* MATERIAL FOR THIS TASK *
+-------+

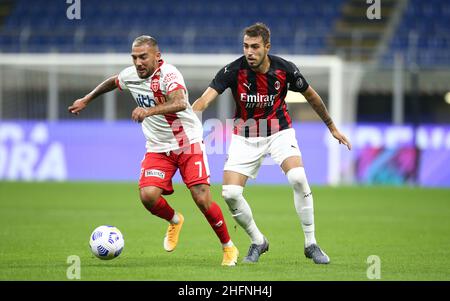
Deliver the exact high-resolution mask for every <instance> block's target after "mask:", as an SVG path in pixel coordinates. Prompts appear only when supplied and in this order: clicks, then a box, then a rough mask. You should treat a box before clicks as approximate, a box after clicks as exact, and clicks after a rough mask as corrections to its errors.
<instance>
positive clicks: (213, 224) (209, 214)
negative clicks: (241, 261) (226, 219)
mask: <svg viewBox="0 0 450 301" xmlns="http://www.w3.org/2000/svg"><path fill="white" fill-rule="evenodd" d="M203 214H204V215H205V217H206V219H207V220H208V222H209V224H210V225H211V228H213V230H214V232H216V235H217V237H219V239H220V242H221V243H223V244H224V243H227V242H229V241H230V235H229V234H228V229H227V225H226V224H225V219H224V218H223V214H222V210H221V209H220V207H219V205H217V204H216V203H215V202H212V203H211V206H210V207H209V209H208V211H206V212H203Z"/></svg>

+-------+

* ACTIVITY *
Can you reproduce the records above with every "rough mask" swapped for "coarse mask", keeping everything else unchanged and leaving out the pictures?

* EXERCISE OUTPUT *
Deliver the exact high-resolution mask for every <instance> block's target after "mask:", as an SVG path in pixel coordinates. Prompts appear only when supplied and in this order: clicks, then a box, then a coarse mask. You should treat a box before clicks as approximate, a box after clicks as exact, and clicks after a coarse mask as corrections to its errors.
<instance>
positive clicks: (213, 224) (209, 214)
negative clicks: (241, 261) (226, 219)
mask: <svg viewBox="0 0 450 301" xmlns="http://www.w3.org/2000/svg"><path fill="white" fill-rule="evenodd" d="M203 214H204V215H205V217H206V219H207V220H208V222H209V224H210V225H211V228H213V230H214V232H216V235H217V237H219V239H220V242H221V243H223V244H224V243H227V242H229V241H230V235H229V234H228V229H227V225H226V224H225V219H224V218H223V214H222V210H221V209H220V207H219V205H217V204H216V203H215V202H212V203H211V206H210V207H209V209H208V211H206V212H203Z"/></svg>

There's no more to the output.